> **What is needed**
Reproduce, word for word, the part of the kale text that opens with the words "On our farm, we" and closes with "farm year round.".
BEGIN Passage provided
SPECIAL ALERT!! Kale - Curly Green **Our Farm - Chemical Free** @ $1 bunch!!
On our farm, we grow 3 varieties from the Kale family - Purple and Green Curly Kale and another that goes by several names, Tuscan Cabbage, Black Cabbage, Dinosaur Kale or Tuscan Kale. We harvest every morning only picking what is needed and donning the gumboots again, only if we need to harvest some more later in the day! It is just as fresh as if you were to grow it in your own back yard! You will find that the leaves are sweeter in winter and spring, after the frosts but...
...it is available from the farm year round.
What do you do with kale?
If you aren’t too sure, try the Tuscan variety first, as it is generally sweeter than it’s curly cousin, and is subtle in taste. A great all-rounder, it can be used in stirfries, salads, soup, steamed or as a replacement for spinach, cabbage and silverbeet. Try baking the leaves for a tasty snack or a side for dinner! Have you heard of green juices or smoothies? Well, kale is an essential! Start off simple by combining a few leaves of kale with apples, pears, ginger and lemon. Great for detoxing! To keep the nutrient levels high, we suggest steaming for 4-5 minutes.
END Passage provided
BEGIN Source data
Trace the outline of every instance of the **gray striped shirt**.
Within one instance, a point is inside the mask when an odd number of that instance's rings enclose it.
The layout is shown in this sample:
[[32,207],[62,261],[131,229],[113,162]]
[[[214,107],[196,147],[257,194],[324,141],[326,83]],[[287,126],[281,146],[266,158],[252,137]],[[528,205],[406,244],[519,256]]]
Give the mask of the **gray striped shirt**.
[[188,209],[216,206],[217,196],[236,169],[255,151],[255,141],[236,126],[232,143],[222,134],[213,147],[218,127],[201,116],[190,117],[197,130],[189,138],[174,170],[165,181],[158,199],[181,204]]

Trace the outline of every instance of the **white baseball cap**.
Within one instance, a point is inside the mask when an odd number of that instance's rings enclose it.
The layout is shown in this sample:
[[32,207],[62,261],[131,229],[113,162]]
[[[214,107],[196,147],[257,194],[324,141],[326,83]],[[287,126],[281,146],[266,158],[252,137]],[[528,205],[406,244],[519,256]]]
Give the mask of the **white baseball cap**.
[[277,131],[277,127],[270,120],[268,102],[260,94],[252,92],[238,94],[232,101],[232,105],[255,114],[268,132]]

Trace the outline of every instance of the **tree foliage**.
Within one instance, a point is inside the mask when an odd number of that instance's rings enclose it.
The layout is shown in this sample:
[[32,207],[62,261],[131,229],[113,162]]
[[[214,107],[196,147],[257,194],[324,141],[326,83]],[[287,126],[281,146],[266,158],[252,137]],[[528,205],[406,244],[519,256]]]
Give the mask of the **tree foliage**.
END Source data
> **Your solution**
On our farm, we grow 3 varieties from the Kale family - Purple and Green Curly Kale and another that goes by several names, Tuscan Cabbage, Black Cabbage, Dinosaur Kale or Tuscan Kale. We harvest every morning only picking what is needed and donning the gumboots again, only if we need to harvest some more later in the day! It is just as fresh as if you were to grow it in your own back yard! You will find that the leaves are sweeter in winter and spring, after the frosts but...
...it is available from the farm year round.